**Work task 1**: Write out everything in the Miers nomination piece from "Of course I'm" down to "the very beginning.".
**Work task 2**: Decide whether each statement below agrees with the Miers nomination piece, answering yes or no and quoting the words of the piece that decide it. (a) Krauthammer's column was titled "Saving Face." (b) The Alito nomination drew more opposition than it would have if he had been nominated first. (c) John Roberts had practically no previous record on constitutional issues.
**Work task 3**: Carry on the piece about the Harriet Miers nomination from its final sentence.

━━━━━ Given passage

Krauthammer and Nails

Amazing that America was duped into believing that the Harriet Miers nomination was ever intended as a serious proposal.

It's little wonder she didn't bother answering anything seriously. The Administration played the game so well, the nomination of Samuel A. Alito Jr. has been met with far less opposition than had he been nominated from the outset.

Of course I'm not the only one thinking along these lines. The ultra-conservative columnist, Charles Krauthammer, in a column, Saving Face, on October 21, 2005 suggested exactly such an exit strategy. My only question, is whether such a strategy wasn't Plan A from Day One, but kept under wraps to allow conservatives to throw the predictable hissy fits they did. In fact if I wasn’t such a trusting individual, I would viciously suspect that Charles Krauthammer, like Armstrong Williams and Maggie Gallagher, was actually paid by the White House to opine in such an editorial so that no one would suspect the conservative drama wasn’t planned from the very beginning.

For a nominee who, unlike John Roberts, has practically no previous record on constitutional issues, such documentation is essential for the Senate to judge her thinking and legal acumen. But there is no way that any president would release this kind of information -- ``policy documents'' and ``legal analysis'' -- from such a close confidante. It would forever undermine the ability of any president to get unguarded advice.

━━━━━━━━━━
━━━━━ Extracted material

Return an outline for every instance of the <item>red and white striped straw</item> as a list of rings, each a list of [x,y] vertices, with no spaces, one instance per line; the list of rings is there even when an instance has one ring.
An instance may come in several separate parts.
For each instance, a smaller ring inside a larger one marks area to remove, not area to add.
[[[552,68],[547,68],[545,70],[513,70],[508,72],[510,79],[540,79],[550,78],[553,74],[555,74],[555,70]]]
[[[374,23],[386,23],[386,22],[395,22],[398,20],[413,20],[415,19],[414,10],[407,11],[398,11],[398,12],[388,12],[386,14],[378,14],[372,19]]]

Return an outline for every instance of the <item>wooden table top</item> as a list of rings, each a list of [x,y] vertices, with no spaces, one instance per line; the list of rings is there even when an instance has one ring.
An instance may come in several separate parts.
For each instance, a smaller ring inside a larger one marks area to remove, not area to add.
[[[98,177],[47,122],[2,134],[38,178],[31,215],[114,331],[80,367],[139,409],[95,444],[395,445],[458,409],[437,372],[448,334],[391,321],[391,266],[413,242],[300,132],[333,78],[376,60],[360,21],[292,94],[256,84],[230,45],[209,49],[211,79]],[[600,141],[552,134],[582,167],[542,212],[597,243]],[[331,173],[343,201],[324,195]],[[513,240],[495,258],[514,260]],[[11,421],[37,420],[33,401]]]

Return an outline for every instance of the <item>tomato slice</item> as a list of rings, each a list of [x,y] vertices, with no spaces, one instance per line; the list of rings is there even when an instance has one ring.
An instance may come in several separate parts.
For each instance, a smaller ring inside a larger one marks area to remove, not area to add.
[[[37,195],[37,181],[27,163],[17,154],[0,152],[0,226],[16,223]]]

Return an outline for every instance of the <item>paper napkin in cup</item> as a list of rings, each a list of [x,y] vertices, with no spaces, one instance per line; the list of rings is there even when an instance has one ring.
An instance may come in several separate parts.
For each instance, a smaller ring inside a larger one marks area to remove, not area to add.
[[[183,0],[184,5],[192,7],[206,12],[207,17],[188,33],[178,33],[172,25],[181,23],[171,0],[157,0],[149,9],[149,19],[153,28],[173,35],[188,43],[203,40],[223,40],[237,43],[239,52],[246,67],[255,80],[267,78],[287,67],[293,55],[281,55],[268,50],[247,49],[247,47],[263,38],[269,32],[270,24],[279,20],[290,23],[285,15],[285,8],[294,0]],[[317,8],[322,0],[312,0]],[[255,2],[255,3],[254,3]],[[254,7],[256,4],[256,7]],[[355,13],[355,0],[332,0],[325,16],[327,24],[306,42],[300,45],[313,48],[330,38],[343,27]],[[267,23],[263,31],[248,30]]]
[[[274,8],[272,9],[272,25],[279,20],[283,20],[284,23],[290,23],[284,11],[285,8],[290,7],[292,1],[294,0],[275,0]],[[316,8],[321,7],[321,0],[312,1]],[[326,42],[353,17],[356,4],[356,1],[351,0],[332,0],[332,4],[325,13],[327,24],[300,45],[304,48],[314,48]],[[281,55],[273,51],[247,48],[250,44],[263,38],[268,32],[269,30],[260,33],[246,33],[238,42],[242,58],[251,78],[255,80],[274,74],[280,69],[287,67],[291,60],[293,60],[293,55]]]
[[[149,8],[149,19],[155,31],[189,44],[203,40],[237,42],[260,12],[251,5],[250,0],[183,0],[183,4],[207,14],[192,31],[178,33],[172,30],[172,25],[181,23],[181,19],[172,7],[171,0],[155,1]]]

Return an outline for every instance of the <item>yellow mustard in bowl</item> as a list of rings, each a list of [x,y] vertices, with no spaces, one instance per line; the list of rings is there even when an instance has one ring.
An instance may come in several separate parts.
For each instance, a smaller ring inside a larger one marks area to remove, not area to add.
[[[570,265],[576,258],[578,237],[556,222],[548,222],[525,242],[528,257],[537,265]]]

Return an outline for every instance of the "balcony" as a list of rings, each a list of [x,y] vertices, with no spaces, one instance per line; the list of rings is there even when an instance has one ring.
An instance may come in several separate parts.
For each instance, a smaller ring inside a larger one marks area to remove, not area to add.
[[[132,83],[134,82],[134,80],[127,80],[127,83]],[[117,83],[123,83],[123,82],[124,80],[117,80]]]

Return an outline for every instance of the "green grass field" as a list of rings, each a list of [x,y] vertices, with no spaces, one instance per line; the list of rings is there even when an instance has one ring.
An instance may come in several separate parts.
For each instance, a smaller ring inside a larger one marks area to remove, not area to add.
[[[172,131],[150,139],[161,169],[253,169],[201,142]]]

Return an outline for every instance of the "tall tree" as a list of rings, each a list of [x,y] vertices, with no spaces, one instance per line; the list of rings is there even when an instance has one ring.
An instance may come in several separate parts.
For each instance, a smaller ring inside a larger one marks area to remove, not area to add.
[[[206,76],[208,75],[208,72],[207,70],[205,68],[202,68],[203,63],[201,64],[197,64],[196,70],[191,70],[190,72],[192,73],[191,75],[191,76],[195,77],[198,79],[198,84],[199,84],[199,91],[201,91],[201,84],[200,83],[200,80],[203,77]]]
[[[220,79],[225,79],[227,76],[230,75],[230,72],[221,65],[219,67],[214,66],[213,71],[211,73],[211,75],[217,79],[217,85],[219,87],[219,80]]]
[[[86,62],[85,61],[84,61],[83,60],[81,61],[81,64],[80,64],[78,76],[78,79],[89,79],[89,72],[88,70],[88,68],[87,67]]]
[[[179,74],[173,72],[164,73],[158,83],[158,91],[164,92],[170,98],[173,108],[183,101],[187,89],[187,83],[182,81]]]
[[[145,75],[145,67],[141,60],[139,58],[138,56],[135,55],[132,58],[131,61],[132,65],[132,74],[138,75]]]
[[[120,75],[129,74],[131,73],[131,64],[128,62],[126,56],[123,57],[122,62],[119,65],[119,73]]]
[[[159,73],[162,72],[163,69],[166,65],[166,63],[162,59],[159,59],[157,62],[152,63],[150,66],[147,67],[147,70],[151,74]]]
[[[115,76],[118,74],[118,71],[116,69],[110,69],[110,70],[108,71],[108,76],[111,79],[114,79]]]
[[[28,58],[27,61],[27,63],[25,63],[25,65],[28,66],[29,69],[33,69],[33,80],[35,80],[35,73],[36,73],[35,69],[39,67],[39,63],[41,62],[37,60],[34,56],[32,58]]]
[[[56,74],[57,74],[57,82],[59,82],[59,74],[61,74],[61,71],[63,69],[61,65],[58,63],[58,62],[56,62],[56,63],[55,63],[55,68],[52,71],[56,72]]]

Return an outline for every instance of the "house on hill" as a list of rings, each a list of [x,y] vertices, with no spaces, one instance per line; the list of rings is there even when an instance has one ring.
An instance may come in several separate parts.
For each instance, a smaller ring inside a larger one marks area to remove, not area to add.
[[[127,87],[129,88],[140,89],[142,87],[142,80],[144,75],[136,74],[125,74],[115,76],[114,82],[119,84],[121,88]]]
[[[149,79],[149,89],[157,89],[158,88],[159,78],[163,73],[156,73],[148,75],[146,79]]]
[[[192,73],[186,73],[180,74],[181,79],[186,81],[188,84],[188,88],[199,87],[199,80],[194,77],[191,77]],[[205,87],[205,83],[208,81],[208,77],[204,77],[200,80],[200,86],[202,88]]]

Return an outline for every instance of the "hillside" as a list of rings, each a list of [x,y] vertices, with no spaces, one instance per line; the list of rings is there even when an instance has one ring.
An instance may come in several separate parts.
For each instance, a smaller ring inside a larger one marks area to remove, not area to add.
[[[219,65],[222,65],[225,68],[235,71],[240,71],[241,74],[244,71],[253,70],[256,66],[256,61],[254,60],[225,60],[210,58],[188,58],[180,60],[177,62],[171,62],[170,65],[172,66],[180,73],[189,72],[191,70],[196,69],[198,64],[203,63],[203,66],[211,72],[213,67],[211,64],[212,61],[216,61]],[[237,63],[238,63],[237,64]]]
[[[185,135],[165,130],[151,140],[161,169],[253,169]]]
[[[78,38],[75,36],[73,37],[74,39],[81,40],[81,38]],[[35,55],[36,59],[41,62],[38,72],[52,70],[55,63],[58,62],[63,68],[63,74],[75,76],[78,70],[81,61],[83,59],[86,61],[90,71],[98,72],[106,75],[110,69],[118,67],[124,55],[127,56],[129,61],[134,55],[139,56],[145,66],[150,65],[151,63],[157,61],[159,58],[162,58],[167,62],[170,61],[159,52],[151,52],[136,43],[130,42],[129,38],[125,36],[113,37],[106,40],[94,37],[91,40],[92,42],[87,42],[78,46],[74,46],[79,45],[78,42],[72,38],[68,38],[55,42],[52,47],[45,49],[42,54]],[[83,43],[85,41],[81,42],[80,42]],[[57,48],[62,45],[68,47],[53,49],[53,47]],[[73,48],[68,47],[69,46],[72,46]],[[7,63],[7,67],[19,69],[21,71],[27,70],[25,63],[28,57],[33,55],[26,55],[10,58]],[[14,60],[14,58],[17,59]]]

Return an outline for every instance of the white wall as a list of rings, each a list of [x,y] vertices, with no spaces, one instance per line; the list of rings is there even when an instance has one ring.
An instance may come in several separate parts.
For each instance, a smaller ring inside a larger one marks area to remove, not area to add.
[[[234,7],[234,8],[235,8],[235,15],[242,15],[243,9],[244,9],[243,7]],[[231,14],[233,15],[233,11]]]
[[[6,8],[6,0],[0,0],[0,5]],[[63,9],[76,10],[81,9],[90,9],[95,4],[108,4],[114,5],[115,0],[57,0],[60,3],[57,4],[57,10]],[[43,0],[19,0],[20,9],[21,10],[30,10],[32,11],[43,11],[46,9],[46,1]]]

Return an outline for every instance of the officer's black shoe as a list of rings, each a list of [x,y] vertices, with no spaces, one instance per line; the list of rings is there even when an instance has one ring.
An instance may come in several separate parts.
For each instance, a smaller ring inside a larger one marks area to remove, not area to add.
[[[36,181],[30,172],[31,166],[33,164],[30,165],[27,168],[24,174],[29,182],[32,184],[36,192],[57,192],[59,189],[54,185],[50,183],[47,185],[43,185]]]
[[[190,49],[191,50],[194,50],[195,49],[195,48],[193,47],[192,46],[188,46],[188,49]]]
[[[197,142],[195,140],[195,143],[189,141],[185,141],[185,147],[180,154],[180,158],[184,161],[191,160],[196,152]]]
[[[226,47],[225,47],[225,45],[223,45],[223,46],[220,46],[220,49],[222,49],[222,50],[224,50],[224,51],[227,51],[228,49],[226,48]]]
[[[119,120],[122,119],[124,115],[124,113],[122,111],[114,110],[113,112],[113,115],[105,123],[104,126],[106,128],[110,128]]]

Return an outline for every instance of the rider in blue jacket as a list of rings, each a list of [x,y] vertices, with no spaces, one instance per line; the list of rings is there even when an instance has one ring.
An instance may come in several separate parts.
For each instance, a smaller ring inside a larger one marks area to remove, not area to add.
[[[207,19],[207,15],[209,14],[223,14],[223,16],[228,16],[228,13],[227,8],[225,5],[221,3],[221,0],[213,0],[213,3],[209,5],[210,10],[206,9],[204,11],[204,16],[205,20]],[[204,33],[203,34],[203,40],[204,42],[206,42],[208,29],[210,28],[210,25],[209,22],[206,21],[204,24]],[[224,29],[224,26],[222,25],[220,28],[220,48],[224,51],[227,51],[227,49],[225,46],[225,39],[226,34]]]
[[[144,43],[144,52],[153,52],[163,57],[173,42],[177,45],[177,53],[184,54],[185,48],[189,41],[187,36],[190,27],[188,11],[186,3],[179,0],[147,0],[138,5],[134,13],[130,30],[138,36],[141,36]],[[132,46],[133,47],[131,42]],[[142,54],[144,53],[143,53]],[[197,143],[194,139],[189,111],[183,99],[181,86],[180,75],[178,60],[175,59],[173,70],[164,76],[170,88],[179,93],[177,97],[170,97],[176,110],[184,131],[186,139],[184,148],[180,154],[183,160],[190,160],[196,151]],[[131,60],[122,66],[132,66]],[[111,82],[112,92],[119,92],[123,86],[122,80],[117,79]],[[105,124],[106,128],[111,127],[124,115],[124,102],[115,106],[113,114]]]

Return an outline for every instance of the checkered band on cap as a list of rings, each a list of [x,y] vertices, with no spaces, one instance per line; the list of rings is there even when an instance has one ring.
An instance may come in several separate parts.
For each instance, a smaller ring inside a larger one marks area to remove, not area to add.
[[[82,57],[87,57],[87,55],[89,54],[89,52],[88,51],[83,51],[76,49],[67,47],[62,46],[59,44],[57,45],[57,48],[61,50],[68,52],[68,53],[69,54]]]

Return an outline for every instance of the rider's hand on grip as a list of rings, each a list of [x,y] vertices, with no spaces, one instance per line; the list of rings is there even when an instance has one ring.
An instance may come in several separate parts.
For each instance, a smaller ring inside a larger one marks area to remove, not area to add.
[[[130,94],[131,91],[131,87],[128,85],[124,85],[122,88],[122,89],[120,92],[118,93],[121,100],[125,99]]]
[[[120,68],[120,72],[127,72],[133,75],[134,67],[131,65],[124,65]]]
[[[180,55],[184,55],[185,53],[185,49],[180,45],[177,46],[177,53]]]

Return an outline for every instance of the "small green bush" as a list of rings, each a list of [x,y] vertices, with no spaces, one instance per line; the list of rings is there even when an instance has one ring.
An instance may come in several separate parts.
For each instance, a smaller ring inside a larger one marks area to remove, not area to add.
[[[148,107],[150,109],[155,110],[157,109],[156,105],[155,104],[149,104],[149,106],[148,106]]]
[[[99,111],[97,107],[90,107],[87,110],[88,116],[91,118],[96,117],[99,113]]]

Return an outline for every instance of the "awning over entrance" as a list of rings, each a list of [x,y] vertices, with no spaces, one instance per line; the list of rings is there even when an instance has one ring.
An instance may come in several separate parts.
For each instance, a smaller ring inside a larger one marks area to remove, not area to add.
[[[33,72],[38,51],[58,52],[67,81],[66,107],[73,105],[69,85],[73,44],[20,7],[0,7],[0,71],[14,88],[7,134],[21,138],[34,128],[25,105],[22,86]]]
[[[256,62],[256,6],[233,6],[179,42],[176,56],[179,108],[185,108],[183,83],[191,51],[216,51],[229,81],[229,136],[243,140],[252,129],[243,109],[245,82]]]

━━━━━━━━━━

**Answer section 1**:
Of course I'm not the only one thinking along these lines. The ultra-conservative columnist, Charles Krauthammer, in a column, Saving Face, on October 21, 2005 suggested exactly such an exit strategy. My only question, is whether such a strategy wasn't Plan A from Day One, but kept under wraps to allow conservatives to throw the predictable hissy fits they did. In fact if I wasn’t such a trusting individual, I would viciously suspect that Charles Krauthammer, like Armstrong Williams and Maggie Gallagher, was actually paid by the White House to opine in such an editorial so that no one would suspect the conservative drama wasn’t planned from the very beginning.

**Answer section 2**:
(a) Yes: "in a column, Saving Face, on October 21, 2005"
(b) No: "has been met with far less opposition than had he been nominated from the outset"
(c) No: "For a nominee who, unlike John Roberts, has practically no previous record on constitutional issues"

**Answer section 3**:
Which creates a classic conflict, not of personality, not of competence, not of ideology, but of simple constitutional prerogatives: The Senate cannot confirm her unless it has this information. And the White House cannot allow release of this information lest it jeopardize executive privilege.

Hence the perfectly honorable way to solve the conundrum: Miers withdraws out of respect for both the Senate and the executive's prerogatives, the Senate expresses appreciation for this gracious acknowledgment of its needs and responsibilities, and the White House accepts her decision with the deepest regret and with gratitude for Miers' putting preservation of executive prerogative above personal ambition.


In the meantime, The Reporters Committee for Freedom of the Press has prepared a document that reflects the nominee’s First Amendment record, and despite the many troubling aspects of this nominee, his First Amendment decisions are not as horrific as expected.